**Directive:**
Can you format the items below as a Markdown table with columns "n" and "Line", starting at the line that contains "of the second" and stopping after the last line of the items, numbering each row and leaving out blank lines?
--- Records ---
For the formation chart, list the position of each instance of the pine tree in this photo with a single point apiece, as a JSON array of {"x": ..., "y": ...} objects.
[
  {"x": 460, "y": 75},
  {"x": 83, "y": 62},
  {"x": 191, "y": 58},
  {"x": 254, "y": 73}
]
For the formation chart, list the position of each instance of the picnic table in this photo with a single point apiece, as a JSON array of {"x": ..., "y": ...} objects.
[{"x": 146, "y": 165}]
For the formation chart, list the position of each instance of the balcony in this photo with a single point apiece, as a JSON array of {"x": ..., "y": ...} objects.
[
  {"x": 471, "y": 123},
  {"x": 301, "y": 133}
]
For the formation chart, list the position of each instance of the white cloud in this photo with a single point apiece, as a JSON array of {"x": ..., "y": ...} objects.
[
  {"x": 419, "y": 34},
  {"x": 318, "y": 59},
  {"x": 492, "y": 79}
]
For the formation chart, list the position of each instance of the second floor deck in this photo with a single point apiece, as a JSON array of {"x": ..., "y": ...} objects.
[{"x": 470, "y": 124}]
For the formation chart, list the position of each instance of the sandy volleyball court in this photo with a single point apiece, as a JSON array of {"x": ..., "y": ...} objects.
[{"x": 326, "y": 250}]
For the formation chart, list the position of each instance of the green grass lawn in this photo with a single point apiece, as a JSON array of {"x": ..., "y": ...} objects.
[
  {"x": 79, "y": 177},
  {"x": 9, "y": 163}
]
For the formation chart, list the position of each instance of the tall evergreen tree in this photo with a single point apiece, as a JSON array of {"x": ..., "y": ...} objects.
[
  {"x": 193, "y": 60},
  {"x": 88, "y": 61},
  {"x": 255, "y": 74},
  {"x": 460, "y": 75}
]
---
**Result of the task:**
| n | Line |
|---|---|
| 1 | For the formation chart, list the position of each instance of the second floor deck in this photo with a single point apiece, as a JSON array of {"x": ..., "y": ...} objects. |
| 2 | [{"x": 470, "y": 124}] |
| 3 | For the formation chart, list the position of each instance of the sandy volleyball court in this photo with a single point apiece, as a JSON array of {"x": ..., "y": ...} objects. |
| 4 | [{"x": 326, "y": 250}] |
| 5 | For the formation chart, list the position of each instance of the green grass lawn in this photo with a single point apiece, as a JSON array of {"x": ..., "y": ...} objects. |
| 6 | [ |
| 7 |   {"x": 79, "y": 177}, |
| 8 |   {"x": 9, "y": 163} |
| 9 | ] |
| 10 | For the formation chart, list the position of each instance of the tall evergreen tree in this photo with a single point apiece, as a JSON array of {"x": ..., "y": ...} objects. |
| 11 | [ |
| 12 |   {"x": 193, "y": 60}, |
| 13 |   {"x": 88, "y": 61}, |
| 14 |   {"x": 255, "y": 74}, |
| 15 |   {"x": 460, "y": 75} |
| 16 | ] |